### Data for processing
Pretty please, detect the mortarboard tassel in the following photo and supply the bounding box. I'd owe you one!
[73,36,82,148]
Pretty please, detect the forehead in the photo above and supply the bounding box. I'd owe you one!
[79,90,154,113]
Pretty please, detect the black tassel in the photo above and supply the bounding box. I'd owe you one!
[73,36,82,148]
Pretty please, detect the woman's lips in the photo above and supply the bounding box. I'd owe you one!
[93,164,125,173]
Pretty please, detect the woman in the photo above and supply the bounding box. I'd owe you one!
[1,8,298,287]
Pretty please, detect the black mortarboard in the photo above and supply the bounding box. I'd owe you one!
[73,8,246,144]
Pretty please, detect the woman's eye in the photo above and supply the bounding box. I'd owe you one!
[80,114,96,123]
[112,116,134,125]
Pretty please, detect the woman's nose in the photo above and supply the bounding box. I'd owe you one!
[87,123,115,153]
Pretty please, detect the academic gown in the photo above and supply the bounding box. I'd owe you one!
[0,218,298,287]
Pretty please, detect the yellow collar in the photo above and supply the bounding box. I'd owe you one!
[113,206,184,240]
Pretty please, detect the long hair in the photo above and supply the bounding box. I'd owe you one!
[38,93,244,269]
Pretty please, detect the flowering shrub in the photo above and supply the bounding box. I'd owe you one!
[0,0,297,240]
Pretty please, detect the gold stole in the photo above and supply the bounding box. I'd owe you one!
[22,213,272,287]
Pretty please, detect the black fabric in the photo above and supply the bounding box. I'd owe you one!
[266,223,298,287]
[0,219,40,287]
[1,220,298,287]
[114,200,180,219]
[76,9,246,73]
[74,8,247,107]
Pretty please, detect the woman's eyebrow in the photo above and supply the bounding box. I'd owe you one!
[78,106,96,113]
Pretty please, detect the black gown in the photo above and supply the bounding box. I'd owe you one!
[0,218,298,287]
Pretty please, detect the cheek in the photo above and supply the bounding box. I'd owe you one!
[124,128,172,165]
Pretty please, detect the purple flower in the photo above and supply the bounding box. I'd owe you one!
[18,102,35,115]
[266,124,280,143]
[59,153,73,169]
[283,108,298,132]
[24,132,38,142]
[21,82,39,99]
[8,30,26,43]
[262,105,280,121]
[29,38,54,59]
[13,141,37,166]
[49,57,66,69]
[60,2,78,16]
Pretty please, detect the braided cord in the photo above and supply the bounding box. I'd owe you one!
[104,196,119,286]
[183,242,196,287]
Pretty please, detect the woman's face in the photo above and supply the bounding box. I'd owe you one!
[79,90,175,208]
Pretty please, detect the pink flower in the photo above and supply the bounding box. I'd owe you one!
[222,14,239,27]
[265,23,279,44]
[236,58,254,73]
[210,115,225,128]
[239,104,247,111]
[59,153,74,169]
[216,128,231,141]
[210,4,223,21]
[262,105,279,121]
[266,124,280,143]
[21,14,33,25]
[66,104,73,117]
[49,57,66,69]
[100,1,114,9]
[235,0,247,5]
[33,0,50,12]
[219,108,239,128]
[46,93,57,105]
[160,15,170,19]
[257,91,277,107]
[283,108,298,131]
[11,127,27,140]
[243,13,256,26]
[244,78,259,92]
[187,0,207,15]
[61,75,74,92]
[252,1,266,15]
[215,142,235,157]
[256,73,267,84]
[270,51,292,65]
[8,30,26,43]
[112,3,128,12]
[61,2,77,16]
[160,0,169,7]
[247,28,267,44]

### Work item
In full and without edits, repeat the listing above.

### Exercise output
Pretty please, detect the mortarboard tassel in the following photo and supply the bounding box. I'd owe you one!
[73,36,82,148]
Pretty please, detect the forehead in the photo above and supply the bounding box. I'd owe you one!
[79,90,154,113]
Pretty please, detect the black tassel in the photo above and supply the bounding box. I'd owe you one!
[73,36,82,148]
Pretty please, detect the woman's lips in the photo above and supply the bounding box. I'd owe you one!
[93,164,125,173]
Pretty please, detect the woman in the photo above and supply the bounding box. I'd owe you one!
[1,8,298,287]
Pretty please, detect the black mortarboard in the photo above and supply the bounding box. I'd owe you one!
[73,8,246,144]
Pretty please, detect the woman's eye in the photo above and supply the bounding box. I'd owe you one!
[80,114,96,123]
[112,116,134,125]
Pretty please, detect the woman's nose in the photo above and supply the bounding box. I'd owe you one!
[87,123,115,153]
Pretty please, detect the academic gown in the photo above and supply the bounding box. I'd owe you one!
[0,218,298,287]
Pretty please, detect the yellow collar in the photo above and supply the bounding box. I'd owe you one!
[113,206,184,240]
Pretty please, detect the long hair in the photo above and supply the bounding box. I'd owe you one!
[38,93,244,269]
Pretty please, detect the flowering shrub in the photo above and supply the bounding box. I'd owe you one!
[0,0,297,240]
Pretty please, detect the gold stole in the photo above and supply the bounding box. I'd owe you one!
[22,213,272,287]
Pretty please, detect the black fabric in the photo above and supply the bounding box. I'd owe you one!
[266,223,298,287]
[0,219,40,287]
[1,220,298,287]
[114,200,180,219]
[76,9,246,73]
[74,8,247,107]
Pretty please, detect the woman's eyebrow in the photo above and supply the bounding box. I'd owe you one!
[78,106,96,113]
Pretty please, detect the black gown in the photo above and supply the bounding box. I'd owe you one!
[0,218,298,287]
Pretty please, detect the cheek in the photo above and supply the bounding box. I'd owe you one!
[124,128,172,165]
Pretty please, detect the purple flower in the photo above and supply the bounding box. I'd owe you one!
[18,102,35,115]
[266,124,280,143]
[59,153,73,169]
[283,108,298,132]
[24,132,38,142]
[21,82,39,99]
[8,30,26,43]
[262,105,280,121]
[29,38,54,59]
[13,141,37,166]
[49,57,66,69]
[60,2,78,16]
Pretty please, detect the braided cord in the photo above and supply the bounding box. I'd owe you one!
[104,196,119,286]
[183,242,196,287]
Pretty please, detect the woman's face in the photo above and supply the bounding box. I'd owe you one!
[79,90,175,208]
Pretty please, detect the pink flower in the photo above and supply the bounding box. I'd owe you one!
[222,14,239,27]
[265,23,279,44]
[236,58,254,73]
[210,115,225,128]
[239,104,247,111]
[59,153,74,169]
[216,128,231,141]
[210,4,223,21]
[262,105,279,121]
[266,124,280,143]
[21,14,33,25]
[66,104,73,117]
[49,57,66,69]
[100,1,114,9]
[235,0,247,5]
[33,0,50,12]
[219,108,239,128]
[46,93,57,105]
[160,15,170,19]
[257,91,277,107]
[283,108,298,131]
[11,127,27,140]
[243,13,256,26]
[244,78,259,92]
[187,0,207,15]
[61,75,74,92]
[252,1,266,15]
[215,142,235,157]
[256,73,267,84]
[270,51,292,65]
[8,30,26,43]
[112,3,128,12]
[61,2,77,16]
[160,0,169,7]
[247,28,267,44]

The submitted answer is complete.